**Directive:**
Rewrite the items below as a Markdown table with columns Row and Line, numbering each line under Row and putting its text under Line. Leave out blank lines.

[Boundary annotation items]

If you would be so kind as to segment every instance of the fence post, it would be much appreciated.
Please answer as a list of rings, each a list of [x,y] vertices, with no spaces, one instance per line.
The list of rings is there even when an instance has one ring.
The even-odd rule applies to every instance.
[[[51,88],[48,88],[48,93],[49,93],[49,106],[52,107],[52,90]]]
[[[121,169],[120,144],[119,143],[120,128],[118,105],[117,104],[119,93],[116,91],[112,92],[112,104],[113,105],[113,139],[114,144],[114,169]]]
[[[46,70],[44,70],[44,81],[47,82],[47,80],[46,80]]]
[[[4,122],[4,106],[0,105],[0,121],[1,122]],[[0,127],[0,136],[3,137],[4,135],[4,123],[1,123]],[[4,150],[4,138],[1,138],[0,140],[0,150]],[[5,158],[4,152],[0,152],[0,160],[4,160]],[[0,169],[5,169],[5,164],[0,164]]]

**Solution to this exercise:**
| Row | Line |
|---|---|
| 1 | If you would be so kind as to segment every instance of the fence post, it would be much appreciated. |
| 2 | Please answer as a list of rings, each a list of [x,y] vertices, with no spaces, one instance per line. |
| 3 | The list of rings is there even when an instance has one ring. |
| 4 | The even-odd rule applies to every instance. |
| 5 | [[[51,88],[48,88],[48,93],[49,93],[49,106],[52,107],[52,90]]] |
| 6 | [[[121,169],[120,144],[119,143],[120,128],[118,105],[117,104],[119,93],[116,91],[112,92],[112,104],[113,105],[113,139],[114,144],[114,169]]] |
| 7 | [[[46,70],[44,70],[44,81],[47,82],[47,80],[46,80]]] |
| 8 | [[[4,122],[4,106],[0,105],[0,121],[1,122]],[[0,127],[0,136],[3,137],[4,135],[4,123],[1,123]],[[4,150],[4,138],[1,138],[0,140],[0,150]],[[5,158],[4,152],[0,152],[0,160],[4,160]],[[0,169],[5,169],[5,164],[0,164]]] |